Short exercise
Rewrite every line of the rows below, including the requests, and scale each coordinate in the answers by 2.45, rounding to the nearest whole number with halves rounded up.

-- START OF Material for this task --

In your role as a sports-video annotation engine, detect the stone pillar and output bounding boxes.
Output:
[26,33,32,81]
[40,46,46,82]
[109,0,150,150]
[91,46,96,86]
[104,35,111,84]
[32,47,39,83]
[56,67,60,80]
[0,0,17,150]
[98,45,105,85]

-- END OF Material for this task --

Task response
In your role as a sports-video annotation engine, detect the stone pillar and output bounding boxes.
Output:
[64,81,78,198]
[98,113,113,201]
[267,0,368,368]
[223,113,235,211]
[255,86,272,206]
[78,115,96,203]
[137,164,147,196]
[0,0,42,368]
[240,110,257,208]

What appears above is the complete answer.